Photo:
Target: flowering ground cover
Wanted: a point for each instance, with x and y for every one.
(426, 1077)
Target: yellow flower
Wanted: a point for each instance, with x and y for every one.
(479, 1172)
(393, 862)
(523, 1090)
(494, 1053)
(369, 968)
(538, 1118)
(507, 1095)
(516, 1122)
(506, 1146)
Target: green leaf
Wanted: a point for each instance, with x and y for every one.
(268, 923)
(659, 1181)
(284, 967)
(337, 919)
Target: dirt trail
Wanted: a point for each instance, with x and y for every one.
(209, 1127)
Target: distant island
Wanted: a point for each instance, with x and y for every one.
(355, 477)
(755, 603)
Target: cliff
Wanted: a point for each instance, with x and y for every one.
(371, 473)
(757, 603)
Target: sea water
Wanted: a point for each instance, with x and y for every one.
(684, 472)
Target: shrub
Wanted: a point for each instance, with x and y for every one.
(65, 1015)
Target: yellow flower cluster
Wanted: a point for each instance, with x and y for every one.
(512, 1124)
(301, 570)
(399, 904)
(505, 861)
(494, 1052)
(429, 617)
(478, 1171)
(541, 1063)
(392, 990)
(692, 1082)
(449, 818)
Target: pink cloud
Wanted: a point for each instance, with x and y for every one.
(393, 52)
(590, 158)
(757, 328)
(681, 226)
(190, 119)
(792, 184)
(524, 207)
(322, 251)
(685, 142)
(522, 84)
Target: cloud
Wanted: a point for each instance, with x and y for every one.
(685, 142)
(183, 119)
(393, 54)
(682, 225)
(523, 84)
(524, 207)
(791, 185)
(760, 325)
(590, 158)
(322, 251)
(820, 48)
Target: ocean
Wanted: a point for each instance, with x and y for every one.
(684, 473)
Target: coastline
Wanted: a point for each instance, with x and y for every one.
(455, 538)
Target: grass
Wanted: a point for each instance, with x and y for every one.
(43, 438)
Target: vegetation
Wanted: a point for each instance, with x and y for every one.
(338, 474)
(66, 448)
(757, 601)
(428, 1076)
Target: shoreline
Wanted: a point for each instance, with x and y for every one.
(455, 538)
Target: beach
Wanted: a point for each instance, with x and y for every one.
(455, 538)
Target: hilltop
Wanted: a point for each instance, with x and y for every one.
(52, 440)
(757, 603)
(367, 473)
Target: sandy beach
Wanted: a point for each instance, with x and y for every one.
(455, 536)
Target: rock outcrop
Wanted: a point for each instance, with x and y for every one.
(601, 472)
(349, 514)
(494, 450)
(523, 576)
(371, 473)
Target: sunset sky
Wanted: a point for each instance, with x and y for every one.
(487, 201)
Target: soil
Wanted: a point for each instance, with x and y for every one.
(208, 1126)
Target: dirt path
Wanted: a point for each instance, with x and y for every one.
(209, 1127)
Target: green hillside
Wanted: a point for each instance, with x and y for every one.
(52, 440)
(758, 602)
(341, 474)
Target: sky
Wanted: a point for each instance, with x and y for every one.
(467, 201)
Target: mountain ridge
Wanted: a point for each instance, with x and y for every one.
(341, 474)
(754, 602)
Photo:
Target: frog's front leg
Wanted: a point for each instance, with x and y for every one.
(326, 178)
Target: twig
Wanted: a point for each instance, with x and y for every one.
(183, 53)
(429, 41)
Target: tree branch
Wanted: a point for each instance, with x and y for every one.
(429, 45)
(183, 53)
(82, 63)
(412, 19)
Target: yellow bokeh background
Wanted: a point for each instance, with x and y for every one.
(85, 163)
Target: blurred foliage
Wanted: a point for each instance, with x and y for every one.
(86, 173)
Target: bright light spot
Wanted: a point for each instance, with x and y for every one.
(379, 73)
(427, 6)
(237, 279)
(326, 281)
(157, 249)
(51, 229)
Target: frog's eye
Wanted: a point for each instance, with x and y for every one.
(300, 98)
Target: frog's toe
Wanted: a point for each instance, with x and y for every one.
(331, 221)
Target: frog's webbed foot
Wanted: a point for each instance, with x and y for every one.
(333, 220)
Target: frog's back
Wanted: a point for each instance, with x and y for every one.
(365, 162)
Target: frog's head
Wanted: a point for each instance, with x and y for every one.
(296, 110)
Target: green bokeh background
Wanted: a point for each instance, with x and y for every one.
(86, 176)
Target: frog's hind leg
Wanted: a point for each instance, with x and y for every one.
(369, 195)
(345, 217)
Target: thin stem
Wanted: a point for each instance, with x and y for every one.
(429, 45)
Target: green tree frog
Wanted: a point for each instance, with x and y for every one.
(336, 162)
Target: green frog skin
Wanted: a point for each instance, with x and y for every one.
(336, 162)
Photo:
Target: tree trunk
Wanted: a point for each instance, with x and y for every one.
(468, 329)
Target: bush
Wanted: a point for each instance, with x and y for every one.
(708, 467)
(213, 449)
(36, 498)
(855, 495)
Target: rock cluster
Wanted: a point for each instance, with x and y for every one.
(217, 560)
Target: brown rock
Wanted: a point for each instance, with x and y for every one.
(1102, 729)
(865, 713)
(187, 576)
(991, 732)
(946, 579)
□ □ □ □ □
**WHAT YOU HAVE TO DO:**
Here the output must be the lines above from the line with "Target: tree trunk" to the line with "Target: brown rock", both included, duplicated word for word and nothing else.

**TASK OUTPUT:**
Target: tree trunk
Wanted: a point for each instance, with x and y for every one.
(468, 329)
Target: bush
Wanted: a point for each instance, with x and y for every one.
(708, 467)
(213, 449)
(36, 498)
(855, 495)
Target: rock cluster
Wanted: a point for each instance, with x and y for every one.
(217, 560)
Target: brown rock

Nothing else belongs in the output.